# [Zitierter Abschnitt]
Florian
Kronbichler


Frontalieri-Stau vor Chiasso

Grenzpendler? Grenzpendler, das sind jene seltenen Exemplare Vinschger, die den Südtiroler Medienkonsumenten von der „Grenzpendler-Tagung“ her bekannt sind. Diese findet verlässlich zwischen Weihnachten und Neujahr in Glurns oder Schluderns statt. Jedes Jahr. Und weil für Zeitungen, Fernsehen und Radios um diese Feiertage herum chronischer Nachrichten-Notstand herrscht, berichten sie über die Grenzpendler-Tagung immer mit Hingabe und überverhältnismäßig. Südtiroler Grenzpendler sind Arbeitnehmer, die ihren Wohnsitz in einer der Obervinschger Gemeinden, ihren Arbeitsplatz in der nahen Schweiz haben und täglich dazwischen hin- und herpendeln. Ihrer etwa eintausend sind es nach Zählung des KVW, der sich dieser Kategorie besonders angenommen hat. Eine Zeitlang galten sie als eher bedauernswerte Arbeitnehmer (der weite Arbeitsweg!), letzthin immer öfter als privilegierte. Zu Schweizer Löhnen verdienen und Südtiroler Kosten konsumieren, dazu noch mit allerhand steuerlichen Vorteilen gesegnet, lässt bei heimischen Arbeiterkollegen leicht Neid ins Kraut schießen.

Dieses Bild also hatte ich von den Grenzpendlern, als mich der Präsident des interparlamentarischen Ausschusses Italien-Schweiz, der PD-Abgeordnetenkollege Gianni Farina, selber Schweizer Bürger, einlud, zu einer Studienfahrt über das Problem „Frontalieri“, eben Grenzpendler, in die Schweiz mitzukommen. Ich sitze jetzt im Zug auf der Rückfahrt von Chiasso über Mailand nach Bozen und lass mir die drei Tage Grenzpendler-Gespräche Revue passieren. Wir waren im Schweizer National- und Bundesrat, berieten mit Abgeordneten aller Parteien, trafen den italienischen Botschafter in Bern, den Konsul in Lugano und zwischendurch einfache Grenzpendler-Vertreter im Tessin.

# [Gezeigtes Material]

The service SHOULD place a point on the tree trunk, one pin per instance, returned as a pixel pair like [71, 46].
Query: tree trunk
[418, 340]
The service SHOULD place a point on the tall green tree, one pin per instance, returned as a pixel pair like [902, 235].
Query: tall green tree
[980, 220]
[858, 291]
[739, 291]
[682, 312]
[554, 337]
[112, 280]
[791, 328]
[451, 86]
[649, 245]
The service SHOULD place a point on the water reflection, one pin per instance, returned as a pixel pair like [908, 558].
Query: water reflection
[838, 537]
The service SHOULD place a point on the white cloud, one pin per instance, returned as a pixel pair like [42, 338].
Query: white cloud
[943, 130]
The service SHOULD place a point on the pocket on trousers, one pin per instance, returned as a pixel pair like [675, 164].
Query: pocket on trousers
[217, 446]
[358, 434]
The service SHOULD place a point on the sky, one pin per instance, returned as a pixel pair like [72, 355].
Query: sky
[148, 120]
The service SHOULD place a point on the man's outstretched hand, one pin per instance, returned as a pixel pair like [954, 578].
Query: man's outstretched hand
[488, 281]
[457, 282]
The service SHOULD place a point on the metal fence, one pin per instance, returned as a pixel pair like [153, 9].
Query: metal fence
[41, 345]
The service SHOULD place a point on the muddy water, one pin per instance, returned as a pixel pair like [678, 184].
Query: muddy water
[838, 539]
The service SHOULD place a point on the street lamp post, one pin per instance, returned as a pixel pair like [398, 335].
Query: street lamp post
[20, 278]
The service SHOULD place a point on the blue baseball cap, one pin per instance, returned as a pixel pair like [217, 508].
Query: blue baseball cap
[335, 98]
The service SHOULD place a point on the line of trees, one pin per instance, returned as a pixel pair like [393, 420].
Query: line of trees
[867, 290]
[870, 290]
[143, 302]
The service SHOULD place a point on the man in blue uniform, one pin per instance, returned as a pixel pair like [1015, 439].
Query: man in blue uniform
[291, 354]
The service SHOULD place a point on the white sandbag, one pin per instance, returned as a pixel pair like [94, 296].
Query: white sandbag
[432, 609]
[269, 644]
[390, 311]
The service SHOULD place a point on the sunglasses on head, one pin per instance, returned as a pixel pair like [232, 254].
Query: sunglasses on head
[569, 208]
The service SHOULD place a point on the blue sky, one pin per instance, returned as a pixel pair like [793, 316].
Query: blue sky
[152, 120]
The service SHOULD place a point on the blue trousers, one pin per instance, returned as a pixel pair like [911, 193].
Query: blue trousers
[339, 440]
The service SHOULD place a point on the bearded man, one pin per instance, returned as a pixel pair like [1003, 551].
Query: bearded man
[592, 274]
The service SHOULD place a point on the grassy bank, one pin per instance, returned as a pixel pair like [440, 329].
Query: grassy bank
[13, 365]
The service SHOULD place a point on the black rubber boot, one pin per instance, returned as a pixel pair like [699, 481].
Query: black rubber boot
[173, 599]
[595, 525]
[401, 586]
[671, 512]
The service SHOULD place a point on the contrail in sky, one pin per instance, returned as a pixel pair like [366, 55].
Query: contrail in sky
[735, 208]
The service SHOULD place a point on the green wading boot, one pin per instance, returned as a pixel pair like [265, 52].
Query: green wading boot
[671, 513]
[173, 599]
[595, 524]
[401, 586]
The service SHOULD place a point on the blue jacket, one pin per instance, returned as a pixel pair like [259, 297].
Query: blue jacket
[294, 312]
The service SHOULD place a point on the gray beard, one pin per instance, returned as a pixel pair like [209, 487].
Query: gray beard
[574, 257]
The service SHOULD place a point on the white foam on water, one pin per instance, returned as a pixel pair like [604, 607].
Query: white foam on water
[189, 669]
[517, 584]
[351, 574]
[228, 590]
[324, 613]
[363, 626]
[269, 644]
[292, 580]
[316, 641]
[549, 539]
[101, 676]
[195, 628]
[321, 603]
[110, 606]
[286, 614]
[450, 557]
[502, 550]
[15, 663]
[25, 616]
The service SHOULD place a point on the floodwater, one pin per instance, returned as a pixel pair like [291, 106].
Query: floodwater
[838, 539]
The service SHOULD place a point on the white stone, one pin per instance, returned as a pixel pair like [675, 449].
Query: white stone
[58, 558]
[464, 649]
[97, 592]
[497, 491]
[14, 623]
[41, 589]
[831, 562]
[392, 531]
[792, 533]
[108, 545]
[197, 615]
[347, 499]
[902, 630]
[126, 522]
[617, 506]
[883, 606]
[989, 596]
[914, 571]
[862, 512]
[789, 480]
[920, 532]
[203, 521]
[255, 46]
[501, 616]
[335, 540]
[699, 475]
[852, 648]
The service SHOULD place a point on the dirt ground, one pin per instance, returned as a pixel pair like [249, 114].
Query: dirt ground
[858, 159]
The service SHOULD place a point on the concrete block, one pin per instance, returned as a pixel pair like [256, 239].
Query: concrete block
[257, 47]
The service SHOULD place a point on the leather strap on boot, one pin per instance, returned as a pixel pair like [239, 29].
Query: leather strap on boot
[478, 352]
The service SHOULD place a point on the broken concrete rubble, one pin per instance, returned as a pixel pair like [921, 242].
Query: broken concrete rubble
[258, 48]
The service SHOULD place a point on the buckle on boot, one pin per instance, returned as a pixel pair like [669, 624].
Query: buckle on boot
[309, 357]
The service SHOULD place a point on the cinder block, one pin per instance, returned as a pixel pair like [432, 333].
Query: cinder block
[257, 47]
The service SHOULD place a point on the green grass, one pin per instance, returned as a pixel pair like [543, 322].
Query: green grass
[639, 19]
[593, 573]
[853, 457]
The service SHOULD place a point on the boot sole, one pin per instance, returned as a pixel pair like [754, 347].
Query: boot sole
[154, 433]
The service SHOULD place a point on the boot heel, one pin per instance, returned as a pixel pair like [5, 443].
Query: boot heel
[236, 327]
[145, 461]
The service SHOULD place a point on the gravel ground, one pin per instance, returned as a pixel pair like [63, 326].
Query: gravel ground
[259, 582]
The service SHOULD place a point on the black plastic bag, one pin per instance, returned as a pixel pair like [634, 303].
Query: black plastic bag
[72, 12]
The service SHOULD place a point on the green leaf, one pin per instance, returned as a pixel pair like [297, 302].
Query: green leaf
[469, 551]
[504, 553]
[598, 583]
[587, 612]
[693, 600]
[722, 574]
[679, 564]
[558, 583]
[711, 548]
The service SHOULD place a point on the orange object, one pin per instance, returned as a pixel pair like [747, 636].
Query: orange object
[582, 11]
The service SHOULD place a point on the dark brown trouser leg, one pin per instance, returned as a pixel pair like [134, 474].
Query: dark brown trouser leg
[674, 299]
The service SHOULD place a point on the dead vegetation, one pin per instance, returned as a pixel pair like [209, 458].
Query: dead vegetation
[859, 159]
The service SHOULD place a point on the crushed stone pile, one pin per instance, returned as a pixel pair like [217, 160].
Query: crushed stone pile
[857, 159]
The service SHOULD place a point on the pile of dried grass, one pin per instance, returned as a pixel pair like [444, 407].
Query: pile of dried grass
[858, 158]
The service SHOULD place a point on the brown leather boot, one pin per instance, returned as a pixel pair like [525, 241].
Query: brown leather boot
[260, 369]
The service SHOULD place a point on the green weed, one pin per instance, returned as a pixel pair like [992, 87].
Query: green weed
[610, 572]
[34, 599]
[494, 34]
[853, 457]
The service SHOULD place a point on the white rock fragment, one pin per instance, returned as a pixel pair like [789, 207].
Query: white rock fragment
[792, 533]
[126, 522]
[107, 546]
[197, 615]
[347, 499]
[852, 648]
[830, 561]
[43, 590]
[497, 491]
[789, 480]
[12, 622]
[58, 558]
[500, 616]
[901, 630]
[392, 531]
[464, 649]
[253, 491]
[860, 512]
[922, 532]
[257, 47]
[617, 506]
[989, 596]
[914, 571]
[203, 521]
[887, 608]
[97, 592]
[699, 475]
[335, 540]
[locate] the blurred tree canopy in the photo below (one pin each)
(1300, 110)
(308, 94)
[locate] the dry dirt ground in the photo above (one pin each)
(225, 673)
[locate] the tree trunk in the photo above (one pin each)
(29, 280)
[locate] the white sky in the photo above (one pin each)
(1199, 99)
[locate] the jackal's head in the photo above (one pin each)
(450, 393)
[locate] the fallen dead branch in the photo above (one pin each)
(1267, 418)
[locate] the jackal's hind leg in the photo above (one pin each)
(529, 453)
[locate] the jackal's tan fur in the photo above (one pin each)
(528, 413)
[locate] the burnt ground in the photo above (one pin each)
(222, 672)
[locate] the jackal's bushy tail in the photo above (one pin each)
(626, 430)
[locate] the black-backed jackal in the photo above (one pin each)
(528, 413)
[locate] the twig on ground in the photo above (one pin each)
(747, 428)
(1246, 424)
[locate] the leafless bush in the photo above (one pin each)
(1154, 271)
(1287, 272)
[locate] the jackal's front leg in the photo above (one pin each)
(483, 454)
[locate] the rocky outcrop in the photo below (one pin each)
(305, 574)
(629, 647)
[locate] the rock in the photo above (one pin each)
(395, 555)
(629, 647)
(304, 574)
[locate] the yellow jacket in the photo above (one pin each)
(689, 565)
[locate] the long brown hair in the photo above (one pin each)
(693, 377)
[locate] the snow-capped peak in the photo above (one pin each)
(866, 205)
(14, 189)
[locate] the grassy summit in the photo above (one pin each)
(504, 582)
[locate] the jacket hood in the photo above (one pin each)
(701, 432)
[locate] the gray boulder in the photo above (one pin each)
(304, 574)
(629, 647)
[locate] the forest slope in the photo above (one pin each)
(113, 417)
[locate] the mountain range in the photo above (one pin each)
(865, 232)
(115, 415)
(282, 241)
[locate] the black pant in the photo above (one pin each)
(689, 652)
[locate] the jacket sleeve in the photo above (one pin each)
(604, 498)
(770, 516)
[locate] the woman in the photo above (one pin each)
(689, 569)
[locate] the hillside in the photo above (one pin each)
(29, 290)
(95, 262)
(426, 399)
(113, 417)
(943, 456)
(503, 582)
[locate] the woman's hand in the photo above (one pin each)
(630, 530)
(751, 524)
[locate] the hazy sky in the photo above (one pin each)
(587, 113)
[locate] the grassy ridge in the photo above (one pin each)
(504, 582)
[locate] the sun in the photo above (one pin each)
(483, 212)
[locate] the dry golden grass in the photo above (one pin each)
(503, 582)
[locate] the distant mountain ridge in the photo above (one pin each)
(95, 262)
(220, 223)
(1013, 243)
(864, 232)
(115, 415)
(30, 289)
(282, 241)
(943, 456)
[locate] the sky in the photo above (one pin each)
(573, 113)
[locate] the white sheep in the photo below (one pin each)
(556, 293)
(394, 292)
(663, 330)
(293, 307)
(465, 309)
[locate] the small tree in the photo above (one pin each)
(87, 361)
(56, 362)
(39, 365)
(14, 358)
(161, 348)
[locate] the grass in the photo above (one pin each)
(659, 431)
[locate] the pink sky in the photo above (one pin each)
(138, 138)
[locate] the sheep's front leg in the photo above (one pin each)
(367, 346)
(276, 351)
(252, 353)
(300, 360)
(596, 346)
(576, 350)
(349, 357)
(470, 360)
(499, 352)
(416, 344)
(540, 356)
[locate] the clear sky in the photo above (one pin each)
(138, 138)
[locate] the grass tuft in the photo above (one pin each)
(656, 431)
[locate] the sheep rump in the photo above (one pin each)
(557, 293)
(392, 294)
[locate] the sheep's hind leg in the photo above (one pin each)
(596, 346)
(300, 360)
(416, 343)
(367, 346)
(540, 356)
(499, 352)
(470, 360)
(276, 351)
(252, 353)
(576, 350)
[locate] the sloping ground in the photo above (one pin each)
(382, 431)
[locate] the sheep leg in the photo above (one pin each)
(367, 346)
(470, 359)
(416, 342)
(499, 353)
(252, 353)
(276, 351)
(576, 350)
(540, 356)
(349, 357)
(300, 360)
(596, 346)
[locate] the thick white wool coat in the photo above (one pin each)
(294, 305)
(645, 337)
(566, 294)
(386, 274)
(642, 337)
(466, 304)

# [Aufgabe 1]
Wie viele Grenzpendler gibt es laut der Zählung des KVW, die im zitierten Abschnitt über Grenzpendler genannt wird?
# [Aufgabe 2]
Übersetzen Sie aus dem zitierten Abschnitt über Grenzpendler den Satz „Südtiroler Grenzpendler sind Arbeitnehmer, die ihren Wohnsitz in einer der Obervinschger Gemeinden, ihren Arbeitsplatz in der nahen Schweiz haben und täglich dazwischen hin- und herpendeln.“ ins Englische.
Das Material spielt hierfür keine Rolle.

# [Schriftliche Antwort 1]
Etwa eintausend.

# [Schriftliche Antwort 2]
South Tyrolean cross-border commuters are employees who have their residence in one of the Upper Vinschgau municipalities and their workplace in nearby Switzerland, and who commute back and forth between the two every day.